Reproduce the part of the thread about Finny that begins at the words "He wasnt well" and stops after "where I live.", switching "petstore" to "pet shop".

=== Excerpt ===
------------------------------------------------------------

# My little Finny...



## bettafish15 (Oct 3, 2010)

He wasnt well recently, had a swelling around one of his pectoral fins, and couldnt get around well. So I put him in QT following OFL's advice on the epsom salt treatment. Sadly, he died on his second night of treatment, last night. I woke this morning to find him dead. :/ He was his normal unwell self before I went to bed.

He was a great fish, always swam to greet me when I came in the room. Made bubblenests every now and then. Ate whatever I gave him, even ate on his first day I had him. I didnt go to a petstore and get him myself, a friend of my mom's had gotten him in Vancouver and brought him here along with his 14g tank. He lasted the trip all the way here up to northern BC where I live.

It's snowing now, even though there are big patches of blue sky, so maybe it's Finny saying goodbye.


----------



## Bettaluver4evr (Jan 21, 2011)

OH no, Finny! I am so very sorry, he was so cute. :'(


----------



## bettafish15 (Oct 3, 2010)

Bettaluver4evr said:


> OH no, Finny! I am so very sorry, he was so cute. :'(


Thanks. I only had him for 7 months, it's sad he wasnt around longer. :/ In a month we're going to the city, to Petland, where they take really good care of the fish (in that branch), so I'll get another one then and one for my mom.


----------



## Bettaluver4evr (Jan 21, 2011)

Awww! I'm sorry! Well, it's so nice that you are getting another one. I'm glad there is a petstore near you that takes good care of their fish.


----------



## bettafish15 (Oct 3, 2010)

Bettaluver4evr said:


> Awww! I'm sorry! Well, it's so nice that you are getting another one. I'm glad there is a petstore near you that takes good care of their fish.

------------------------------------------------------------

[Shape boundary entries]
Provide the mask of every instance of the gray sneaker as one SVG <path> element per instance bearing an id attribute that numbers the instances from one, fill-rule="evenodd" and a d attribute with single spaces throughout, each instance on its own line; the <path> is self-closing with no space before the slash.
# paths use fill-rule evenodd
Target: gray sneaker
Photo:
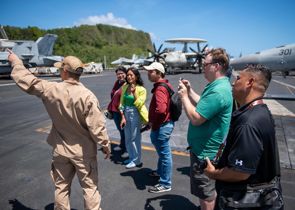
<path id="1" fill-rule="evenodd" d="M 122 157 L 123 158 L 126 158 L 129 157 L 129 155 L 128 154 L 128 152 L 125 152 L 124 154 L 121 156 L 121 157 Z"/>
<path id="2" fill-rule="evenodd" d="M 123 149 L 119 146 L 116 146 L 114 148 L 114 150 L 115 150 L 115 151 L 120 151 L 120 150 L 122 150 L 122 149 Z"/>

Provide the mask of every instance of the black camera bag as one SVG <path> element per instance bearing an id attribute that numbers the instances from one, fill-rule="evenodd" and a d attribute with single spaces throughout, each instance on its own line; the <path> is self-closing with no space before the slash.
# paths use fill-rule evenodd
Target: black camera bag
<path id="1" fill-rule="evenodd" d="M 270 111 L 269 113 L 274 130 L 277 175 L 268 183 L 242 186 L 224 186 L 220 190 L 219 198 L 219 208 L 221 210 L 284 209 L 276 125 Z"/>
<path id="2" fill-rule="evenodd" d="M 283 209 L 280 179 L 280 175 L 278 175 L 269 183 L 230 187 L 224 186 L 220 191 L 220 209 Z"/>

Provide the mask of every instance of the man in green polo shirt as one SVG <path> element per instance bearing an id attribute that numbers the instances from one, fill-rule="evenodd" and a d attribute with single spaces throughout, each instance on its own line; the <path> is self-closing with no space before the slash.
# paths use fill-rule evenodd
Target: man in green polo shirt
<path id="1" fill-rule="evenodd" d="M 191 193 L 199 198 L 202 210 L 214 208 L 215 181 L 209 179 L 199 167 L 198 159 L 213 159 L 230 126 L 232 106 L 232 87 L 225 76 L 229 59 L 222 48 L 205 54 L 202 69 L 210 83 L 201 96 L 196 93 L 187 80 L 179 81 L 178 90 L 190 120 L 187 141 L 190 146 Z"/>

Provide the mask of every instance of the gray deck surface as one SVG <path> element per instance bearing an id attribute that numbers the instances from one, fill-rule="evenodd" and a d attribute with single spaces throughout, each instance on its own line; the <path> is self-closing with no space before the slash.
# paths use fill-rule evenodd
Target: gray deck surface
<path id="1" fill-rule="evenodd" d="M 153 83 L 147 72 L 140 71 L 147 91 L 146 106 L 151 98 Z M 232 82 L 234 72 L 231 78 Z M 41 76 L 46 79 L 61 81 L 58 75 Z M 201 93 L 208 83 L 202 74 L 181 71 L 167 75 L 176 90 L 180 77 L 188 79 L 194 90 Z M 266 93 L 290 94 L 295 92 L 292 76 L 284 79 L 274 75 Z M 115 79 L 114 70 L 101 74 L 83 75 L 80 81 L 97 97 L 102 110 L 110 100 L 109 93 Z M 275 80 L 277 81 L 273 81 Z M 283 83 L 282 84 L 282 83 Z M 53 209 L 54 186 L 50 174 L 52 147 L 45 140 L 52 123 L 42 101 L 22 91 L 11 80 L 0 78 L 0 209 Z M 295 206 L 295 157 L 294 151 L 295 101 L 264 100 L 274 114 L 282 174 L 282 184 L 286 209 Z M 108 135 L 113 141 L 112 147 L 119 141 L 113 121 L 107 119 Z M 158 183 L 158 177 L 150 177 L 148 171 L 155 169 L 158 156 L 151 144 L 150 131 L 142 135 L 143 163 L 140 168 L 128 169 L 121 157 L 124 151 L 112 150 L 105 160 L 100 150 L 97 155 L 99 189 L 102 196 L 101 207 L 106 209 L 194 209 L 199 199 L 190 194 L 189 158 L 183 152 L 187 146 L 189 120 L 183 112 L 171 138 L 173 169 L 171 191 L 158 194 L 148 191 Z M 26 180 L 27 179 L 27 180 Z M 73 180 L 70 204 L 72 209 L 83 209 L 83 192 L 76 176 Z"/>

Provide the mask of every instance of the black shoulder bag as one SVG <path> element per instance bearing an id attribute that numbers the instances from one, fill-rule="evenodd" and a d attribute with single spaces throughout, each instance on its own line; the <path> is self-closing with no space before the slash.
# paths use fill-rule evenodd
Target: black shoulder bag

------------------------------------------------------------

=== Final result ===
He wasnt well recently, had a swelling around one of his pectoral fins, and couldnt get around well. So I put him in QT following OFL's advice on the epsom salt treatment. Sadly, he died on his second night of treatment, last night. I woke this morning to find him dead. :/ He was his normal unwell self before I went to bed.

He was a great fish, always swam to greet me when I came in the room. Made bubblenests every now and then. Ate whatever I gave him, even ate on his first day I had him. I didnt go to a pet shop and get him myself, a friend of my mom's had gotten him in Vancouver and brought him here along with his 14g tank. He lasted the trip all the way here up to northern BC where I live.